*WORK TO BE COMPLETED*
Render every line of the data below as a Markdown table with two columns, Row and Line, giving each line a number and leaving out blank lines.

*DATA TO PROCESS*
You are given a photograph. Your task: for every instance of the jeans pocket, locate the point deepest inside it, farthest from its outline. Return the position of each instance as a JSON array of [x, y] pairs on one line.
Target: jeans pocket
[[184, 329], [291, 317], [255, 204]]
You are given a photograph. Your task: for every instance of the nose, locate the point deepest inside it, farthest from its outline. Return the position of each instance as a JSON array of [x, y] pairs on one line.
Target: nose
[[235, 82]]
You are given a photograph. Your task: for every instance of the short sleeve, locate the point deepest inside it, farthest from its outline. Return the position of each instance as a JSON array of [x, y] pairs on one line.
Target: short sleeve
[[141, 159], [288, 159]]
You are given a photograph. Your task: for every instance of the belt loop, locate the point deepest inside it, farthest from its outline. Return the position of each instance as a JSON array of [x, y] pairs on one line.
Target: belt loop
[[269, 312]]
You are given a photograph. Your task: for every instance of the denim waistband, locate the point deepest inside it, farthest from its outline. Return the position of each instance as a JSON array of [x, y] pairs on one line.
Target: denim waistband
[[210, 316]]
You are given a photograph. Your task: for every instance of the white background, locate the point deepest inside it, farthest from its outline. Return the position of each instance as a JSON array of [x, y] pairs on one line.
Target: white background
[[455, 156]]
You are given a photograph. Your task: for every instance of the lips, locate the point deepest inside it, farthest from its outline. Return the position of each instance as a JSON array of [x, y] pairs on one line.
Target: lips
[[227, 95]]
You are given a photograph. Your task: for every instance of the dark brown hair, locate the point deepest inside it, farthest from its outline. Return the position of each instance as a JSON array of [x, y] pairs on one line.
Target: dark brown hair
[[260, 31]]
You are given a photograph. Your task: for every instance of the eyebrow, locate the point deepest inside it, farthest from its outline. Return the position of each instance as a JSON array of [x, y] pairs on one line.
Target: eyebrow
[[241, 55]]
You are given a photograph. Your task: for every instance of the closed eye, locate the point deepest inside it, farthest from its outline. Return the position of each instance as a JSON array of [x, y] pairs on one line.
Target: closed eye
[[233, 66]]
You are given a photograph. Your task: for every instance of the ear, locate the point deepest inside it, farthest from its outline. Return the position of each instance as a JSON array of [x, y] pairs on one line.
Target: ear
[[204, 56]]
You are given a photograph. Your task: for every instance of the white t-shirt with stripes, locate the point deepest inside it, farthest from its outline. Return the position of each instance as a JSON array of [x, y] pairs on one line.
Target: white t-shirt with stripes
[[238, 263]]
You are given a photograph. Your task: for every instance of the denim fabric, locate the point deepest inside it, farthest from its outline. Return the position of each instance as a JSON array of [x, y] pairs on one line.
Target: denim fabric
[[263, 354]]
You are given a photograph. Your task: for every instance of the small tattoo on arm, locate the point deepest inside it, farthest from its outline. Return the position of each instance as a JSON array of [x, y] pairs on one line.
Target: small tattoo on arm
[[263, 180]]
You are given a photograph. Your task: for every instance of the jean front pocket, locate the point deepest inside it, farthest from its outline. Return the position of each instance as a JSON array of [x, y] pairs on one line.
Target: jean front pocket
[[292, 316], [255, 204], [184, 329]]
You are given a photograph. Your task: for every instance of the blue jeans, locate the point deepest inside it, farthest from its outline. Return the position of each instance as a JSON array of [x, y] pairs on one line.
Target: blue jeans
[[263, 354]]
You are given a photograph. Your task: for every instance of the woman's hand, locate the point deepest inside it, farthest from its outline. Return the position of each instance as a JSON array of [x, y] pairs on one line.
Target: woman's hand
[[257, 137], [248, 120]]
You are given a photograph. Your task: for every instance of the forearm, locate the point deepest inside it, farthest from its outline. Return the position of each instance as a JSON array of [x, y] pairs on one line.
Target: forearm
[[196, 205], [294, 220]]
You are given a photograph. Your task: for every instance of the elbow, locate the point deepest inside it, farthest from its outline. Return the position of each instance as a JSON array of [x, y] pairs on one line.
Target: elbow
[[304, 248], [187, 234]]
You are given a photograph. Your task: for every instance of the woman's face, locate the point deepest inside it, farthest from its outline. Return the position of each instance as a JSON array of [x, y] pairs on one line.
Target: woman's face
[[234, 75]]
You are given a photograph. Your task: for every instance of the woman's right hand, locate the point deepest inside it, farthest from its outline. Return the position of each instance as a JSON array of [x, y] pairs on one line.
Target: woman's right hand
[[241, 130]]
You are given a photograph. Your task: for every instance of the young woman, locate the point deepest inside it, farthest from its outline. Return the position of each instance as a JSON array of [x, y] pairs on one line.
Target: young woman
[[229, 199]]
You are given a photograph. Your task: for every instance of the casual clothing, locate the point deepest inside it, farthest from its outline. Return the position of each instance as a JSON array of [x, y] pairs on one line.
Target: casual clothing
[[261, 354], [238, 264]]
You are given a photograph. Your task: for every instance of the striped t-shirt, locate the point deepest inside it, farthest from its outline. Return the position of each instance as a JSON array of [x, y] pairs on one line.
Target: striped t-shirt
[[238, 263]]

*EXERCISE OUTPUT*
| Row | Line |
|---|---|
| 1 | You are given a photograph. Your task: for every instance of the jeans pocket, locate the point deepest inside it, farthest from its outline. Return the position of each instance as a JSON array of [x, y] pairs on one line. |
| 2 | Target: jeans pocket |
| 3 | [[184, 329], [291, 317], [255, 204]] |
| 4 | You are given a photograph. Your task: for every instance of the nose, locate the point deepest inside it, farthest from its outline. Return the position of each instance as a JSON array of [x, y] pairs on one line. |
| 5 | Target: nose |
| 6 | [[235, 82]] |
| 7 | You are given a photograph. Your task: for every instance of the short sleeve, locate the point deepest inside it, farthest from its outline. Return the position of each instance as a JSON array of [x, y] pairs on one line. |
| 8 | Target: short sleeve |
| 9 | [[141, 159], [288, 159]] |
| 10 | You are given a photograph. Your task: for every instance of the belt loop, locate the point deepest inside it, farthest from its outline. Return the position of each instance as a JSON array of [x, y] pairs on one line. |
| 11 | Target: belt loop |
| 12 | [[269, 312]] |
| 13 | You are given a photograph. Your task: for every instance of the denim waistband, locate the point deepest inside it, farthest from its outline. Return the position of each instance as a JSON array of [x, y] pairs on one line. |
| 14 | Target: denim waistband |
| 15 | [[210, 316]] |
| 16 | You are given a photograph. Your task: for every instance of the white background, locate the point deepest inside it, farthest from its outline. Return the position of each instance as a JSON array of [x, y] pairs on one line. |
| 17 | Target: white background |
| 18 | [[455, 156]] |
| 19 | You are given a photograph. Your task: for every instance of the lips, locate the point deepest inside it, farthest from its outline. Return the position of each instance as a JSON array of [x, y] pairs on one line. |
| 20 | Target: lips |
| 21 | [[227, 95]] |
| 22 | You are given a photograph. Your task: for every instance of the dark brown hair, locate the point deepest inside it, farthest from its outline. Return the position of each instance as a JSON array of [x, y] pairs on one line. |
| 23 | Target: dark brown hair |
| 24 | [[260, 31]] |
| 25 | You are given a photograph. Your task: for every instance of the eyebrow, locate the point deepest inside it, farthest from its outline. Return the position of each instance as a JSON array of [x, y] pairs on one line. |
| 26 | Target: eyebrow |
| 27 | [[241, 55]] |
| 28 | You are given a photograph. Your task: for every instance of the closed eye, locate the point deepest inside it, farthest from its outline. Return the position of each instance as a JSON array of [x, y] pairs on one line. |
| 29 | Target: closed eye |
| 30 | [[233, 66]] |
| 31 | You are given a photograph. Your task: for every instance of the ear, locate the point deepest inside it, farthest from its outline. Return the position of each instance as a JSON array of [x, y] pairs on one line. |
| 32 | Target: ear |
| 33 | [[204, 56]] |
| 34 | You are given a photograph. Your task: for every instance of the white t-shirt with stripes, locate the point deepest inside it, farthest from its outline. Return the position of each instance as a JSON array of [x, y] pairs on one line. |
| 35 | Target: white t-shirt with stripes |
| 36 | [[238, 263]] |
| 37 | You are given a photograph. Your task: for every instance of the denim fabric, locate the point deepest inside it, farthest from its outline. Return the position of each instance as a JSON array of [x, y] pairs on one line. |
| 38 | Target: denim fabric |
| 39 | [[263, 354]] |
| 40 | You are given a photograph. Your task: for every instance of the small tattoo on arm, locate the point deepest inside it, farthest from its outline. Return the position of each instance as a JSON array of [x, y] pairs on one line. |
| 41 | Target: small tattoo on arm |
| 42 | [[263, 180]] |
| 43 | You are given a photograph. Your task: for every instance of the jean front pocket, locate the point deepest inside it, farthest from its outline. Return the position of each instance as a JSON array of [x, y] pairs on one line. |
| 44 | Target: jean front pocket |
| 45 | [[292, 316], [255, 204], [184, 329]] |
| 46 | You are given a photograph. Your task: for every instance of the blue jeans, locate the point deepest inside it, farthest from its outline. Return the position of each instance as a JSON array of [x, y] pairs on one line. |
| 47 | Target: blue jeans |
| 48 | [[263, 354]] |
| 49 | You are given a photograph. Your task: for every instance of the woman's hand, locate the point deepest inside it, farthest from its outline. Return the position of each instance as a JSON array of [x, y] pairs on one line. |
| 50 | Target: woman's hand |
| 51 | [[257, 137], [248, 120]] |
| 52 | You are given a photograph. Your task: for every instance of the forearm, locate the point deepest inside it, farthest from its outline. Return the position of each instance as a JSON array of [x, y] pairs on one line. |
| 53 | Target: forearm |
| 54 | [[196, 205], [294, 220]] |
| 55 | You are given a photograph. Your task: for every instance of the elbow, locate the point deepest inside it, farthest from its outline. Return the position of each instance as a JSON array of [x, y] pairs on one line. |
| 56 | Target: elbow |
| 57 | [[304, 248], [187, 234]] |
| 58 | You are given a photograph. Your task: for every instance of the woman's face, locate the point deepest inside it, farthest from its outline. Return the position of each instance as a JSON array of [x, y] pairs on one line. |
| 59 | Target: woman's face |
| 60 | [[234, 75]] |
| 61 | You are given a photograph. Your task: for every instance of the woman's right hand, locate the point deepest inside it, farthest from its outline. Return the position of each instance as a JSON array of [x, y] pairs on one line. |
| 62 | Target: woman's right hand |
| 63 | [[241, 130]] |
| 64 | You are given a photograph. Your task: for every instance of the young woman, locate the point deepest inside it, farthest from its outline. Return the position of each instance as a JSON array of [x, y] pairs on one line. |
| 65 | Target: young woman |
| 66 | [[229, 199]] |
| 67 | You are given a photograph. Your task: for every instance of the casual clothing, locate the point deepest inside it, farthest from its outline. Return the position of each instance as a JSON array of [x, y] pairs on one line. |
| 68 | Target: casual clothing |
| 69 | [[261, 354], [238, 264]] |
| 70 | You are given a photograph. Your task: for every instance of the striped t-shirt, locate the point deepest inside it, farthest from its outline. Return the position of each instance as a JSON array of [x, y] pairs on one line. |
| 71 | Target: striped t-shirt |
| 72 | [[238, 263]] |